- _Task material_
····················

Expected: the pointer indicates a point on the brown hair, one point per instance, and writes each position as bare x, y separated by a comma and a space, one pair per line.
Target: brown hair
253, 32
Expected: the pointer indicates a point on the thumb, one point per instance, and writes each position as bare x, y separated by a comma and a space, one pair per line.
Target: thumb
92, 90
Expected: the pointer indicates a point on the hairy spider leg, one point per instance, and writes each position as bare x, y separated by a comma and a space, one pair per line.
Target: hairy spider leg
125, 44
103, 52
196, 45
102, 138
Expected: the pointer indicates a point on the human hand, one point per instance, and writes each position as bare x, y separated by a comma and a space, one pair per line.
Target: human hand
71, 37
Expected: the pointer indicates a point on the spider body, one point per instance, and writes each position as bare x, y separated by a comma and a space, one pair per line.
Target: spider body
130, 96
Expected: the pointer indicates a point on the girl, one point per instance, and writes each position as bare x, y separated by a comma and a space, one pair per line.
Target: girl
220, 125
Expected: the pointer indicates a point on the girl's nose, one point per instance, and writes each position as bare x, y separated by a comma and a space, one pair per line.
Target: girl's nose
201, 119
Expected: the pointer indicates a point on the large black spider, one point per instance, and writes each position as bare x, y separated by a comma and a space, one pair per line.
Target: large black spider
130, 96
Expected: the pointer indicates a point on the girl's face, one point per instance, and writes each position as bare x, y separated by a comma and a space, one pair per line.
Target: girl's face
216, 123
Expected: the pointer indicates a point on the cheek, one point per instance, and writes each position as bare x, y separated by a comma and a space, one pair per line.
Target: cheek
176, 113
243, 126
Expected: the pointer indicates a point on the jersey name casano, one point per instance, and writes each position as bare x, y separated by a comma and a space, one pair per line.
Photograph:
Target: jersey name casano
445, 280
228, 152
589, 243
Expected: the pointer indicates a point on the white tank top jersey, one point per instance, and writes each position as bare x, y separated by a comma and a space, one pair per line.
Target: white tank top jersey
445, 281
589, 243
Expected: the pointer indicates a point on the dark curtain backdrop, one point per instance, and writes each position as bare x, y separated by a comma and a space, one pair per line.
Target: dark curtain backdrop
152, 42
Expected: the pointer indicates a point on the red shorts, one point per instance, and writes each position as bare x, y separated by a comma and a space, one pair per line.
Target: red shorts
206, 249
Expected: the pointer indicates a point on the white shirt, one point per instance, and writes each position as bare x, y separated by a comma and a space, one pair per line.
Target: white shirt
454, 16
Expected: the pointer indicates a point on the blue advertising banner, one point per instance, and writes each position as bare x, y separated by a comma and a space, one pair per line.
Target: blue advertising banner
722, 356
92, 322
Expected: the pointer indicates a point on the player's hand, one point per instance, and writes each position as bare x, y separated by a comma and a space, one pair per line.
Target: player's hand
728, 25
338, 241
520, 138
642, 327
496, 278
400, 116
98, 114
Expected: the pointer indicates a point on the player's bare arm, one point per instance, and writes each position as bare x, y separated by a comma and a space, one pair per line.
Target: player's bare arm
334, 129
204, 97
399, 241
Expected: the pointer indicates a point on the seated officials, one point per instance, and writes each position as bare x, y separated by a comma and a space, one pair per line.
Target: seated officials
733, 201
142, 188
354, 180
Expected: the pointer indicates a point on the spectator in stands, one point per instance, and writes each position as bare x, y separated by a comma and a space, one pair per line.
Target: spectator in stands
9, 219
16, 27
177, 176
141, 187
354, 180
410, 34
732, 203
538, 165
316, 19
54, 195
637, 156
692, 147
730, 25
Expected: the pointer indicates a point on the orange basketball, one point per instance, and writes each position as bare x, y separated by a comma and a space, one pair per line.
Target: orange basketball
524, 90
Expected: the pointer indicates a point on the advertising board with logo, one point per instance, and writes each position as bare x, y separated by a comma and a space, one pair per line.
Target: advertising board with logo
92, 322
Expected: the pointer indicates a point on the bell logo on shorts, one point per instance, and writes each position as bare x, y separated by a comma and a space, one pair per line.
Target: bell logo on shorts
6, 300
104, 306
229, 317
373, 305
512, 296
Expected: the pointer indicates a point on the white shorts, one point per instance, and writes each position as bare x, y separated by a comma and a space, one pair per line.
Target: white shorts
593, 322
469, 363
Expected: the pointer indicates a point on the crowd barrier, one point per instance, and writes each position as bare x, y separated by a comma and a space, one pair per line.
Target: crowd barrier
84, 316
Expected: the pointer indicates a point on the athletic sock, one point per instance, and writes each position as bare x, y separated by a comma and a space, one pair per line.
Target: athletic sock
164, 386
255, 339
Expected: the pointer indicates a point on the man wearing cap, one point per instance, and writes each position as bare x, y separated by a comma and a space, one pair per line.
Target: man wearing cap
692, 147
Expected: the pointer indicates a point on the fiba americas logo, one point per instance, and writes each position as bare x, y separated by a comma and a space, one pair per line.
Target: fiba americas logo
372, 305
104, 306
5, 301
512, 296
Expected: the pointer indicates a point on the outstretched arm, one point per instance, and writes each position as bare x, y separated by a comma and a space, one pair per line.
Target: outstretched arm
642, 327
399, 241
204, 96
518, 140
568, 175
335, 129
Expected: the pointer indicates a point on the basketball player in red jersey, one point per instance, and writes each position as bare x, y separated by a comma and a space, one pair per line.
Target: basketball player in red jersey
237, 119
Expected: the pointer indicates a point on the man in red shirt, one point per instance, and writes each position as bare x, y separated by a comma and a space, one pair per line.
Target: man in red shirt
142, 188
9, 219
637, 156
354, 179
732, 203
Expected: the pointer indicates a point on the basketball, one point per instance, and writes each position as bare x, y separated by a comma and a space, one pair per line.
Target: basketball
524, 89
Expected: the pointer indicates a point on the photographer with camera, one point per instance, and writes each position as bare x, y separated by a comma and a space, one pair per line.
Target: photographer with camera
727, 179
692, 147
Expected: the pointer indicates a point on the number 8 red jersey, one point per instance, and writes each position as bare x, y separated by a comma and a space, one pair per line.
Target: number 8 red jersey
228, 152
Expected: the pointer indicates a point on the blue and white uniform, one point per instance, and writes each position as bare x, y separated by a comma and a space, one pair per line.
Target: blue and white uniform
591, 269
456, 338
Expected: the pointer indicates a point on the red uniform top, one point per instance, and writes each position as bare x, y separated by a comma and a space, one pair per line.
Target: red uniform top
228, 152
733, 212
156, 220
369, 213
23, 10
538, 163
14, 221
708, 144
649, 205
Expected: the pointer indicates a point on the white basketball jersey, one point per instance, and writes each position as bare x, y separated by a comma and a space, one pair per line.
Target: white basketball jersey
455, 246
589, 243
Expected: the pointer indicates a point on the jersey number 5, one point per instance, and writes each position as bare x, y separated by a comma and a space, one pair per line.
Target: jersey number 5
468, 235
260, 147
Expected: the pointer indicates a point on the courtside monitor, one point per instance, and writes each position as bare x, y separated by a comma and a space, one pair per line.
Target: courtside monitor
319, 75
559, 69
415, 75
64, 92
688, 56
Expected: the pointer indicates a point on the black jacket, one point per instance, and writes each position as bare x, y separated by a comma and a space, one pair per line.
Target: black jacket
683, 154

····················

- _Exercise_
Repeat each entry word for word.

- _Reply to the exercise_
Expected: the pointer indicates a point on the brown hair, one point per instance, and writes each position as bare x, y separated by a comma and a space, one pair per line.
Target: brown hair
253, 32
Expected: the pointer indicates a point on the thumb, one point per instance, and writes each position as bare x, y separated by a comma and a space, one pair per line.
Target: thumb
92, 90
Expected: the pointer indicates a point on the hairy spider leg, one point per instance, and writes each position as bare x, y separated by a comma and a space, one pair per line.
Target: hairy spider leg
125, 44
103, 52
196, 45
102, 138
Expected: the pointer indicates a point on the human hand, one point per instance, and writes each position as bare x, y separated by a comma and a space, one pair per line.
Target: human hand
71, 37
Expected: the pointer indicates a point on the spider body, one point per instance, and writes each position as bare x, y separated by a comma and a space, one pair per line.
Target: spider body
130, 96
Expected: the pointer indicates a point on the girl, one point per instance, and writes each position as bare x, y separated by a comma and a space, one pair per line.
Target: girl
220, 125
Expected: the pointer indicates a point on the girl's nose, one point per instance, and writes each position as bare x, y separated by a comma and a space, one pair per line.
Target: girl's nose
201, 119
Expected: the pointer indicates a point on the large black spider, one point per instance, and writes each position as bare x, y separated by a comma and a space, one pair per line.
Target: large black spider
130, 96
Expected: the pointer indicates a point on the girl's face, one point per instance, and writes each position as bare x, y separated by a comma and a space, one pair per line.
Target: girl's face
216, 123
Expected: the pointer indicates a point on the cheek, one point per instance, and writes each position as bare x, y separated by a comma and a space, one pair per line.
Target: cheek
176, 113
243, 126
Expected: the pointer indicates a point on the jersey name casano, one point per instance, and writes each position as bare x, y separated by a comma and a space, one pair per line.
Photograph:
Target: jersey name casano
445, 280
228, 152
589, 243
Expected: the pointer indicates a point on the white tank top jersey, one point per instance, and writes each position as bare x, y separated by a comma and a space, one pair per line.
Target: white tank top jersey
445, 281
589, 243
Expected: the pointer indicates a point on the dark curtain backdrop, one point per instance, and writes each position as bare x, y separated by a comma and a space, one pair per line.
Target: dark curtain backdrop
152, 42
Expected: the pointer indicates a point on the red shorts, one point per instance, and writes each position as bare x, y separated by a comma and a space, one pair per line.
Target: red shorts
206, 249
Expected: the pointer indicates a point on the white shirt, one point per instance, and writes each position as bare x, y separated by a comma and a space, one pair per line.
Target: white shirt
454, 16
Expected: the pointer indicates a point on the blue advertising banner, one point per instance, and writes each position as bare x, y separated by a comma and a space, one pair per line.
Target: blue advertising banner
722, 356
92, 322
Expected: the pointer indicates a point on the player's hand, one point per instance, and writes each position as bare x, y separated by a comma and a space, one pair per line.
Target: player's hand
728, 25
338, 241
520, 138
642, 327
496, 278
400, 116
98, 114
Expected: the pointer indicates a point on the player's bare arm, one point per instance, and writes each position as bare x, y separated by a comma and a space, one pair per line.
Target: player's bare arm
334, 129
204, 97
399, 241
Expected: the pointer indicates a point on the seated officials, one point per instance, and writes each position as bare x, y separated by a comma and a space, one pair per line.
Target: seated officials
733, 201
142, 188
354, 180
Expected: the pointer indicates a point on the spectator in stands, one point per instance, and writes each position as bare x, y separated by a comma and a space, one pair per line.
Target: spectator in stands
9, 219
16, 27
177, 176
141, 187
354, 180
410, 34
732, 203
538, 165
316, 19
54, 195
637, 156
692, 147
730, 25
Expected: the pointer indicates a point on the orange basketball, one point per instance, and writes each position as bare x, y separated by a comma and a space, one pair per line.
Target: orange basketball
524, 90
Expected: the pointer indicates a point on the advertising board with logo, one point per instance, and writes each position as bare x, y separated by a comma and a space, one pair per line.
Target: advertising board with logo
92, 322
Expected: the pointer indicates a point on the bell logo on shorts, one point per instance, and writes each position as bare x, y separated by a comma and a space, one pair per line.
Target: bell logo on shorts
6, 300
104, 306
229, 317
373, 305
512, 296
Expected: the pointer indicates a point on the white shorts, one point per instance, and writes each position as bare x, y separated by a comma and a space, one pair per line.
Target: white shorts
593, 322
469, 363
Expected: the pointer indicates a point on the crowd barrier, one point per instance, and writes each position as bare x, y separated by a comma and a space, one pair per line.
Target: crowd barrier
84, 316
Expected: the pointer indicates a point on the athletic sock, one point per instance, and writes each position as bare x, y separated by a comma and a space, one pair per line.
Target: athletic sock
164, 386
255, 339
Expected: the pointer indicates a point on the man wearing cap, one point per instance, and writes each position as bare x, y separated by a comma and a space, one pair per line.
Target: man wearing cap
692, 147
Expected: the pointer indicates a point on the fiba americas logo, one point per instance, and writes each position as bare x, y separated by a comma and a space, one pair per line.
Target: fiba americas logo
372, 305
104, 306
5, 301
512, 296
Expected: the pointer indicates a point on the outstretched arm, one point per instance, and writes each position as bare x, y separated by a comma and a space, one pair per line.
Target: outstretched arm
642, 327
399, 241
204, 96
518, 140
568, 175
335, 129
Expected: the pointer indicates a point on the basketball player in red jersey, one point per instance, and writes each position as bare x, y separated by a comma and a space, one pair per line.
Target: basketball player in red jersey
237, 119
Expected: the pointer indicates a point on the man in red shirt, one point per instance, and writes each position as bare x, y separated by a comma and a space, one pair per line.
Target: man in red shirt
142, 188
9, 219
637, 156
354, 179
732, 203
Expected: the pointer indicates a point on the basketball, one point per instance, and writes each position as bare x, y separated by a comma and a space, one pair per line.
Target: basketball
524, 89
Expected: the pointer indicates a point on the photographer with camera, one point per instance, and writes each position as bare x, y separated by a comma and a space, one pair per line.
Target: photographer with camera
727, 179
692, 147
Expected: the pointer indicates a point on the number 8 red jersey, one point per instance, and writes each position as bare x, y separated by a comma and a space, one pair per line.
Target: number 8 red jersey
228, 152
Expected: the pointer indicates a point on the blue and white uniform, one point per instance, and writes each position as bare x, y separated by a comma and a space, one pair per line.
Target: blue and white uniform
591, 269
456, 338
Expected: the pointer indicates a point on the red uniform top, one point per instance, and writes each position as bare x, y separated by a comma and a space, one pair per line.
Target: red uniform top
228, 152
733, 212
156, 220
369, 213
23, 10
538, 163
14, 221
708, 144
649, 205
Expected: the pointer indicates a point on the white basketball jersey, one point per instance, and writes each position as bare x, y separated by a comma and a space, one pair per line.
Target: white basketball jersey
455, 246
589, 243
Expected: the pointer indicates a point on the jersey number 5, one point per instance, and writes each position as bare x, y separated by a comma and a space, one pair per line.
Target: jersey number 5
468, 235
260, 147
Expected: the pointer indicates a point on the courtside monitor, one point per instance, and writes each position as bare x, y separated by a comma and a space, one pair per line.
Target: courtside monitor
319, 75
559, 69
415, 75
64, 92
688, 56
Expected: the pointer indicates a point on the black jacket, one point per instance, and writes each position as bare x, y separated by a comma and a space, one pair per line.
Target: black jacket
683, 154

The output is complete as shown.